◆ Task objective ◆
Write out exactly, please, the lines from the one containing "Q: Give the pixel coordinates of a point on the dirt" to the end of the material.

◆ Supplied entries ◆

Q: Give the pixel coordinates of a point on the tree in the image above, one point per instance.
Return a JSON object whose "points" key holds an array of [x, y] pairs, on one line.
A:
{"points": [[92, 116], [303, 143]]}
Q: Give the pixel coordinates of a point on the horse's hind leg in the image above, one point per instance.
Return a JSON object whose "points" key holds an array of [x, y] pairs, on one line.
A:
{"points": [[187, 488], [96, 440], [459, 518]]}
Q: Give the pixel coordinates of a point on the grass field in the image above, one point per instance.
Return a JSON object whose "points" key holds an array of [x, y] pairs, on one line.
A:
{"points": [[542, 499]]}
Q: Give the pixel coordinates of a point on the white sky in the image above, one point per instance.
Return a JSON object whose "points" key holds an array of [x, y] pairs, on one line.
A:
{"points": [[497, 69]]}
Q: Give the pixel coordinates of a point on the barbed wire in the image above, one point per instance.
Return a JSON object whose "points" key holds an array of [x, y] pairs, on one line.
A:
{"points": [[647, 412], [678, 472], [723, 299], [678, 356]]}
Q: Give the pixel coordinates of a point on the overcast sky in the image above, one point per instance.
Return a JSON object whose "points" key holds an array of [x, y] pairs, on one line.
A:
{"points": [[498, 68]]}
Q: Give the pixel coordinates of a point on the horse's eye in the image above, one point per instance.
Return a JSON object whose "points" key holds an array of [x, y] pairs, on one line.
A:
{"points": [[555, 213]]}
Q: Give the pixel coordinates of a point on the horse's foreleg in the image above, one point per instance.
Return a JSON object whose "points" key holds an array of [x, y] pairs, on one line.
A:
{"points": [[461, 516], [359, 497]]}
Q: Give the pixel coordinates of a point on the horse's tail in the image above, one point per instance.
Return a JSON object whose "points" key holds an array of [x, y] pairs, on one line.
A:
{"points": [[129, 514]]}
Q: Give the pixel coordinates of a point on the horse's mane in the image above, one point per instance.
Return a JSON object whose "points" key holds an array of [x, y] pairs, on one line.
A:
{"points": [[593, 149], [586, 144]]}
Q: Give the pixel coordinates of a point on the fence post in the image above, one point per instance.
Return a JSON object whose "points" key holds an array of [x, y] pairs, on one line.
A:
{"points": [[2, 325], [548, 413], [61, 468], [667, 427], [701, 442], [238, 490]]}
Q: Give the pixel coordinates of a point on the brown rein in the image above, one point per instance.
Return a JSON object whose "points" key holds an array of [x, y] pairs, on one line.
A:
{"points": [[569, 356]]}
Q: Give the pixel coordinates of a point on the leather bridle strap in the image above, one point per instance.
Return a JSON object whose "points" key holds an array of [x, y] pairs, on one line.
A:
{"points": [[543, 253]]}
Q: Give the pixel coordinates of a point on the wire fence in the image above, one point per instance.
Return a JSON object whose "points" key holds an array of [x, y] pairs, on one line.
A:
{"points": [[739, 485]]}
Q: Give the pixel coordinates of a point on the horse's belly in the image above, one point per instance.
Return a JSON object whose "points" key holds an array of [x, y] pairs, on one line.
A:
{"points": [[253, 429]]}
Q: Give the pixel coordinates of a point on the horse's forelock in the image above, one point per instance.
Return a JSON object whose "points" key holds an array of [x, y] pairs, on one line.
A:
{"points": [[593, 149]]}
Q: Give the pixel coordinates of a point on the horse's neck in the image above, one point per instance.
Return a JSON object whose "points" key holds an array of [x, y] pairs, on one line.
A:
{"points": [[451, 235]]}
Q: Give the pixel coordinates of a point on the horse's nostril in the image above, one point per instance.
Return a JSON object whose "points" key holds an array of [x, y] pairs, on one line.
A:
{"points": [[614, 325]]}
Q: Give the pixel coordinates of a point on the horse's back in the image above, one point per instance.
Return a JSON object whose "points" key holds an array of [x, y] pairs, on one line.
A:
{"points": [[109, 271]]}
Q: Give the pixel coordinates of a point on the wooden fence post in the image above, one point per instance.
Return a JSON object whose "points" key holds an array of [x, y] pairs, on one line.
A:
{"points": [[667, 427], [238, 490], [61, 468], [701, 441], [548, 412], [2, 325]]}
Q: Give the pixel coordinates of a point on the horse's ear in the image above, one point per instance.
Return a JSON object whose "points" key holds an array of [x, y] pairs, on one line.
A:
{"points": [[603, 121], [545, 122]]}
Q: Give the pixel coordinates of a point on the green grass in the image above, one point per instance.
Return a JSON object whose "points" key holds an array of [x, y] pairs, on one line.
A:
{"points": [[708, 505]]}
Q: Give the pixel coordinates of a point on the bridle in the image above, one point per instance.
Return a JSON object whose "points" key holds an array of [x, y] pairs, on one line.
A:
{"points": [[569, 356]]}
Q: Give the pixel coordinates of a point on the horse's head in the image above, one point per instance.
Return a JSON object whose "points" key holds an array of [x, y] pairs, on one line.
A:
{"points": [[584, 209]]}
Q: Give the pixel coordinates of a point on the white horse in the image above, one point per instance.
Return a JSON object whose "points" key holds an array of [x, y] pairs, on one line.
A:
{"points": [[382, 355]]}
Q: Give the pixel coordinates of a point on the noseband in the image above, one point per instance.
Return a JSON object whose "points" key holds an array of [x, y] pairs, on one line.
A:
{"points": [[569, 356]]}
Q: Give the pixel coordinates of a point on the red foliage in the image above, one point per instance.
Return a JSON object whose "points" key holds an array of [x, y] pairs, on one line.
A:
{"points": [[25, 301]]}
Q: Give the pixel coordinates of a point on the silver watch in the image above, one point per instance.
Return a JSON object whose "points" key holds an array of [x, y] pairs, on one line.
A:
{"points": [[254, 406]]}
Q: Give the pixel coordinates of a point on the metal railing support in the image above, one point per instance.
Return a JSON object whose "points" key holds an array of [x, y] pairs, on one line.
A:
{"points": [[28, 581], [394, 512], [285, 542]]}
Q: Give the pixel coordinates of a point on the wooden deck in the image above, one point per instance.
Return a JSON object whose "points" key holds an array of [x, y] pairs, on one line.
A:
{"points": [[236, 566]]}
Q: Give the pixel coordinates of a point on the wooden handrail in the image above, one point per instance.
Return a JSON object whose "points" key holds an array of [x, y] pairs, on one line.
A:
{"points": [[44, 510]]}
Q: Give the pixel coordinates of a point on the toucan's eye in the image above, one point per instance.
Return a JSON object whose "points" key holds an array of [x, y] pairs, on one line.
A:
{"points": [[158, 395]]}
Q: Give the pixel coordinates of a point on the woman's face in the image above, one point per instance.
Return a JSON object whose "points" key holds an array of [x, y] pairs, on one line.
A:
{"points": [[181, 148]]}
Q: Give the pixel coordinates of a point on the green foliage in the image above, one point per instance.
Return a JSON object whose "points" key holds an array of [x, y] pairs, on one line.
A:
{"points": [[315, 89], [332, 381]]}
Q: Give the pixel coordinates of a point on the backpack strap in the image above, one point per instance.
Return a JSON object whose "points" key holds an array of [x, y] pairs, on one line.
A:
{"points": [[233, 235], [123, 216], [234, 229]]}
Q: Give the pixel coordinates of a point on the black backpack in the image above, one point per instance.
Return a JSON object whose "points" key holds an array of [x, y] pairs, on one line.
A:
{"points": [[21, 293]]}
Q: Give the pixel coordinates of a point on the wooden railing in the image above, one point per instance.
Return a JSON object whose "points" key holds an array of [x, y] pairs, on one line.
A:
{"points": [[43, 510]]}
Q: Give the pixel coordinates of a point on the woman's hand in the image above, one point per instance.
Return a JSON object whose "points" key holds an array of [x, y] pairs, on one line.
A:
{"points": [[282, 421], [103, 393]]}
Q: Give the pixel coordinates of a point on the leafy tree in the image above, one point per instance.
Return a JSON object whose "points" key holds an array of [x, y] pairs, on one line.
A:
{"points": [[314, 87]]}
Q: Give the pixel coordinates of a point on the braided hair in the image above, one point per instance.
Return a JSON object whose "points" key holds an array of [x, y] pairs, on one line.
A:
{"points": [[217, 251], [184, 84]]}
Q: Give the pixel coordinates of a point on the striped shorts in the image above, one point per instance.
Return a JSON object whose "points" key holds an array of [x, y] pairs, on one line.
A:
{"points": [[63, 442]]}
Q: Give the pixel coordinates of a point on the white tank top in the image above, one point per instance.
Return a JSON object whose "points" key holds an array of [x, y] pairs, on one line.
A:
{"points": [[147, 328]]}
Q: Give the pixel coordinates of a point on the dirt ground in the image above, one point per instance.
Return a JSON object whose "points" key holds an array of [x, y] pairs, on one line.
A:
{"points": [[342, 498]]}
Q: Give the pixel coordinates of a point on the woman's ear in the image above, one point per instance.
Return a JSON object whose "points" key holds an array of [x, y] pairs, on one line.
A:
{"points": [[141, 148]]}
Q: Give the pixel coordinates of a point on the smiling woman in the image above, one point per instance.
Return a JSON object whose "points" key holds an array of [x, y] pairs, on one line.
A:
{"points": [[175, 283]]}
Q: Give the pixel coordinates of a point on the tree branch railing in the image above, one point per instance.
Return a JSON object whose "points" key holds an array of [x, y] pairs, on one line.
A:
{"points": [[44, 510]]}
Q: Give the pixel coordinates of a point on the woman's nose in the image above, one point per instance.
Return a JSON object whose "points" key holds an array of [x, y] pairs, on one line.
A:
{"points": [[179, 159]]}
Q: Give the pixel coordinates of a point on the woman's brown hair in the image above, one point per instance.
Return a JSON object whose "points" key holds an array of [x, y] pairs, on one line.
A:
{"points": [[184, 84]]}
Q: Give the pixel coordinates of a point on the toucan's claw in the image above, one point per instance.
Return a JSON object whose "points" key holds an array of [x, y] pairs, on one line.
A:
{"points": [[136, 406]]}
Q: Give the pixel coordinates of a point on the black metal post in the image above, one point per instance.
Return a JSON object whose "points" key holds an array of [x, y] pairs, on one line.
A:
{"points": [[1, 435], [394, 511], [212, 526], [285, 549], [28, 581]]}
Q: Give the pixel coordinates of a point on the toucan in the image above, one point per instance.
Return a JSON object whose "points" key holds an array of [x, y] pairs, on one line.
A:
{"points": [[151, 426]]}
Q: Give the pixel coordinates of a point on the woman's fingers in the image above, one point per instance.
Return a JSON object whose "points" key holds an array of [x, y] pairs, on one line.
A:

◆ Finished exercise ◆
Q: Give the pixel coordinates of a point on the dirt ground in the image above, one point per instance.
Return a JSON object whose "points" key holds an array of [x, y] pairs, on one line.
A:
{"points": [[342, 498]]}
Q: Give the pixel coordinates of a point on the woman's ear in the image above, one point per instance.
Return a JSON object whose "points" key holds an array of [x, y] pairs, on one line.
A:
{"points": [[141, 148]]}
Q: Give the pixel coordinates of a point on the smiling woman in the image above, one point per instance.
Return a JSON object whose "points" key holds an array of [x, y] pairs, on one line.
A:
{"points": [[175, 283]]}
Q: Give the pixel coordinates of a point on the tree branch railing in the image above, one point per instance.
Return a JSON object whose "points" key holds an array of [x, y] pairs, on one line.
A:
{"points": [[44, 510]]}
Q: Give the pixel coordinates of a point on the woman's nose in the image above, one point per instance.
Return a JSON object whose "points" key holds an array of [x, y] pairs, on one line.
A:
{"points": [[179, 159]]}
Q: Give the pixel coordinates of a point on the woman's brown hair in the image above, one point per instance.
Return a JSON object whose "points" key holds an array of [x, y] pairs, on one line.
A:
{"points": [[184, 84]]}
Q: Give the pixel coordinates of a point on the toucan's claw in the image above, one point per instance.
Return a JSON object whose "points" key holds an array of [x, y] pairs, on one line.
A:
{"points": [[136, 406]]}
Q: Give the pixel coordinates of a point on the black metal post in the image above, one point per instance.
Return a JSON object whose "points" key holds an array of [x, y] pairs, on one line.
A:
{"points": [[1, 435], [394, 511], [212, 526], [285, 549], [28, 581]]}
Q: Give the pixel coordinates of a point on the toucan in the image above, one point per instance.
Return a JSON object whose "points" key holds an array of [x, y] pairs, on one line.
A:
{"points": [[151, 426]]}
Q: Give the pixel coordinates of a point on the woman's fingers in the image above, one point per instance.
Return a JSON object whose "points" key holds an array of [x, y] pairs, on one line.
A:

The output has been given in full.